* **TO BE DONE**: Update all the entries by changing every "Target" to "Label" and leaving everything else as it is. Omit the pictures from your answer.

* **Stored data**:
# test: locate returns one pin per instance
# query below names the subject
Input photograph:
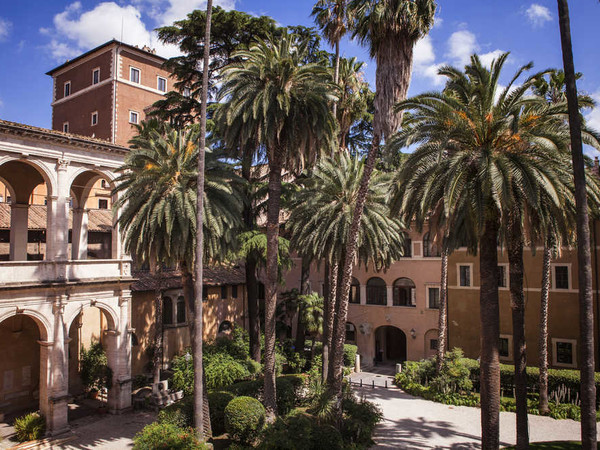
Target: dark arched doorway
(390, 345)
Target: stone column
(79, 235)
(58, 368)
(119, 359)
(390, 295)
(19, 216)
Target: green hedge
(244, 419)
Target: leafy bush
(218, 401)
(95, 373)
(30, 427)
(166, 436)
(299, 431)
(244, 419)
(350, 351)
(221, 369)
(359, 420)
(180, 414)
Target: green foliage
(218, 401)
(180, 414)
(299, 431)
(30, 427)
(166, 436)
(95, 373)
(244, 419)
(221, 370)
(359, 420)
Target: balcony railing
(28, 272)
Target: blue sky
(37, 35)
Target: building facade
(563, 315)
(105, 92)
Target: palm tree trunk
(339, 329)
(545, 295)
(336, 73)
(517, 303)
(200, 422)
(300, 329)
(443, 312)
(584, 258)
(490, 336)
(328, 315)
(250, 268)
(273, 208)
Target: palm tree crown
(158, 205)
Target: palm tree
(273, 98)
(333, 17)
(479, 157)
(202, 430)
(390, 28)
(319, 223)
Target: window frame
(137, 117)
(439, 289)
(94, 71)
(573, 343)
(158, 79)
(470, 266)
(139, 76)
(569, 277)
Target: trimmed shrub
(180, 414)
(221, 369)
(359, 420)
(218, 401)
(244, 419)
(166, 436)
(30, 427)
(300, 431)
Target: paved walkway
(414, 423)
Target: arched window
(180, 310)
(407, 247)
(167, 311)
(429, 247)
(404, 292)
(225, 326)
(376, 292)
(350, 333)
(354, 291)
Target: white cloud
(487, 58)
(424, 61)
(538, 15)
(461, 45)
(5, 27)
(76, 30)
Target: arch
(404, 292)
(376, 291)
(225, 326)
(112, 317)
(390, 344)
(42, 322)
(354, 291)
(350, 333)
(430, 348)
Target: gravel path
(414, 423)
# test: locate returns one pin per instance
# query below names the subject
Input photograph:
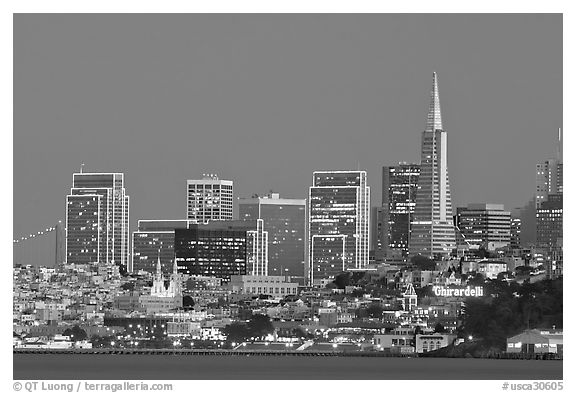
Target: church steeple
(434, 121)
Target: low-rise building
(491, 268)
(536, 341)
(431, 342)
(277, 286)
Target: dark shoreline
(246, 367)
(274, 353)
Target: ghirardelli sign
(464, 292)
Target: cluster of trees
(258, 326)
(511, 308)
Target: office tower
(97, 219)
(399, 186)
(285, 222)
(339, 215)
(515, 232)
(217, 249)
(432, 233)
(60, 252)
(549, 175)
(549, 223)
(210, 199)
(484, 225)
(377, 235)
(154, 240)
(258, 250)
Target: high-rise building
(399, 186)
(215, 249)
(515, 231)
(210, 199)
(97, 219)
(377, 234)
(432, 233)
(60, 254)
(154, 240)
(549, 223)
(486, 225)
(339, 215)
(285, 222)
(549, 175)
(258, 250)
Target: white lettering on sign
(450, 292)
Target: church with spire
(162, 299)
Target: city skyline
(296, 145)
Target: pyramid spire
(434, 121)
(158, 266)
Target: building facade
(339, 215)
(549, 175)
(549, 219)
(399, 186)
(210, 199)
(97, 219)
(265, 285)
(285, 221)
(216, 249)
(484, 225)
(432, 228)
(258, 250)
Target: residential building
(265, 285)
(431, 342)
(537, 341)
(339, 215)
(97, 219)
(432, 229)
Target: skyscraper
(485, 225)
(97, 222)
(339, 215)
(432, 224)
(399, 186)
(549, 219)
(285, 222)
(258, 250)
(210, 199)
(549, 175)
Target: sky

* **CORRECT OUTPUT**:
# test: locate returns one pin per instance
# query below names the subject
Input photograph:
Label: dark arched doorway
(390, 345)
Label: stone column
(79, 235)
(58, 368)
(119, 359)
(390, 295)
(19, 216)
Label: green hedge
(244, 419)
Label: leafy bush
(218, 401)
(95, 373)
(30, 427)
(166, 436)
(299, 431)
(244, 419)
(350, 351)
(221, 369)
(359, 420)
(180, 414)
Label: green foliage
(218, 401)
(180, 414)
(299, 431)
(30, 427)
(166, 436)
(95, 373)
(244, 419)
(221, 370)
(359, 420)
Label: balcony railing
(28, 272)
Label: blue sky
(37, 35)
Label: building facade
(563, 315)
(105, 92)
Label: palm tree trunk
(339, 329)
(545, 295)
(336, 73)
(517, 303)
(200, 422)
(300, 329)
(443, 312)
(584, 258)
(490, 336)
(328, 315)
(250, 268)
(273, 208)
Label: palm tree crown
(158, 205)
Label: palm tree
(273, 98)
(333, 17)
(479, 157)
(202, 430)
(390, 28)
(319, 223)
Label: window frame
(137, 117)
(439, 289)
(94, 71)
(573, 343)
(158, 79)
(470, 266)
(139, 76)
(569, 277)
Label: trimmed shrub
(180, 414)
(221, 369)
(359, 420)
(218, 401)
(244, 419)
(166, 436)
(30, 427)
(300, 431)
Label: paved walkway
(414, 423)
Label: arched window
(180, 310)
(407, 247)
(167, 311)
(429, 247)
(404, 292)
(225, 326)
(376, 292)
(350, 333)
(354, 291)
Label: white cloud
(487, 58)
(424, 61)
(538, 15)
(461, 45)
(5, 27)
(76, 30)
Label: arch
(404, 292)
(376, 291)
(225, 326)
(112, 317)
(390, 344)
(42, 322)
(354, 291)
(350, 333)
(430, 348)
Label: gravel path
(414, 423)
# test: locate returns one pin per instance
# query below names the subject
Input photograph:
Label: church steeple
(434, 121)
Label: low-rise building
(491, 268)
(536, 341)
(431, 342)
(277, 286)
Label: dark shoreline
(246, 367)
(274, 353)
Label: ghirardelli sign
(464, 292)
Label: cluster of trees
(258, 326)
(511, 308)
Label: office tower
(97, 219)
(399, 186)
(285, 222)
(339, 215)
(515, 232)
(217, 249)
(432, 233)
(60, 252)
(549, 175)
(549, 223)
(210, 199)
(484, 225)
(377, 235)
(154, 240)
(258, 250)
Label: high-rise building
(399, 186)
(215, 249)
(515, 231)
(210, 199)
(97, 219)
(377, 234)
(432, 233)
(60, 254)
(154, 240)
(549, 223)
(486, 225)
(339, 215)
(285, 222)
(549, 175)
(258, 250)
Label: white lettering on sign
(450, 292)
Label: church with spire
(162, 299)
Label: city skyline
(296, 145)
Label: pyramid spire
(434, 121)
(158, 266)
Label: building facade
(339, 215)
(549, 175)
(549, 219)
(399, 186)
(210, 199)
(97, 219)
(265, 285)
(285, 221)
(216, 249)
(484, 225)
(432, 228)
(258, 250)
Label: residential building
(265, 285)
(431, 342)
(537, 341)
(339, 215)
(97, 219)
(432, 229)
Label: skyscraper
(485, 225)
(97, 222)
(339, 215)
(432, 224)
(399, 186)
(549, 219)
(285, 222)
(258, 250)
(210, 199)
(549, 175)
Label: sky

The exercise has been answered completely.